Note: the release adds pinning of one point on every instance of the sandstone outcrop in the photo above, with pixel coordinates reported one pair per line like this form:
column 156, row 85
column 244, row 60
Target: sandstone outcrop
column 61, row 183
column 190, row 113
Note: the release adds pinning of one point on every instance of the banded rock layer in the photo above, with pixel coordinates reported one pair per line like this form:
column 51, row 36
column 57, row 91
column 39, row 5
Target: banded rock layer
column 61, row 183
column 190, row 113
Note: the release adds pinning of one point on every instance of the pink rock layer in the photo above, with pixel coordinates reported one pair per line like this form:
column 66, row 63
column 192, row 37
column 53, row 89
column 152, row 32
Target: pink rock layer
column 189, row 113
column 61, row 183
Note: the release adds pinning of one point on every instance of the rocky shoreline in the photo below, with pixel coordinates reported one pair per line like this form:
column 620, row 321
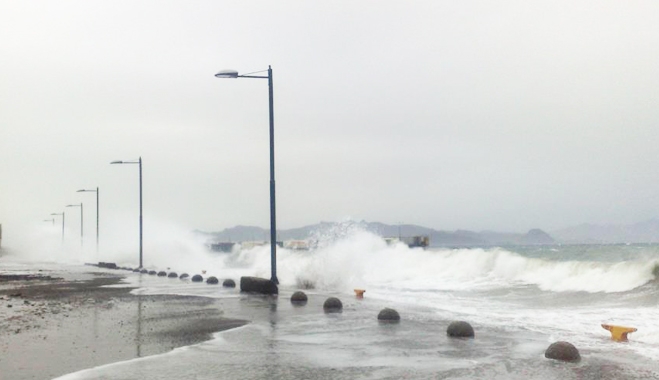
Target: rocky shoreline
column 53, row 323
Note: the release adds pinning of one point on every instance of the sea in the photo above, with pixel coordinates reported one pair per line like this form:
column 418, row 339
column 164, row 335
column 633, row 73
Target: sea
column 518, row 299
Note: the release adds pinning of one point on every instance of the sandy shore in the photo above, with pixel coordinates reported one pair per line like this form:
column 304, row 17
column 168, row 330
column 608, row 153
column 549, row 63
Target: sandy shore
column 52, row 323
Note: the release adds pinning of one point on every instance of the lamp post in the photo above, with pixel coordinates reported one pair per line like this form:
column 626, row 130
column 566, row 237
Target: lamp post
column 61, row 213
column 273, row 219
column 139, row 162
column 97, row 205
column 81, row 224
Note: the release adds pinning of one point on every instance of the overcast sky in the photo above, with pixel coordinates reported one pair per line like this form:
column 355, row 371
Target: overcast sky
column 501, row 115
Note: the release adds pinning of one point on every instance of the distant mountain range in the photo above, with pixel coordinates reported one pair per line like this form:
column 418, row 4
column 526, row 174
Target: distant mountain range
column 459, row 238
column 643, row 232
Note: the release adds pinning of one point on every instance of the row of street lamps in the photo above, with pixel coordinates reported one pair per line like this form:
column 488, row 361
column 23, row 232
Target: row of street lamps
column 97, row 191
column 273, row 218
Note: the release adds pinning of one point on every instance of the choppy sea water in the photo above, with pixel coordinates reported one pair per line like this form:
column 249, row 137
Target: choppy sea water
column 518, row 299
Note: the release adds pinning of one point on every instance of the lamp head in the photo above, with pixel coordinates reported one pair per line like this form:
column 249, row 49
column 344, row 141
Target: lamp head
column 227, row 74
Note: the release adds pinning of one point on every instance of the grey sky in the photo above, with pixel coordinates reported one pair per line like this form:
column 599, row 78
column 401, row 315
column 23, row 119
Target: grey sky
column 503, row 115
......
§ **To do**:
When you reach the line in the material above that holds "column 633, row 73", begin reproducing lines exactly, and stop after the line that holds "the lamp post".

§ **Exercise solution**:
column 633, row 73
Target: sea
column 518, row 299
Note: the release adds pinning of one point on every instance of the sandy shore in the photo above, with pixel coordinates reported one pair per line like this form:
column 304, row 17
column 168, row 330
column 608, row 153
column 549, row 63
Target: sandy shore
column 52, row 323
Note: the release adds pinning of one point on every instance of the lamp post in the photo above, with pixel coordinates reported one pair per line like this form:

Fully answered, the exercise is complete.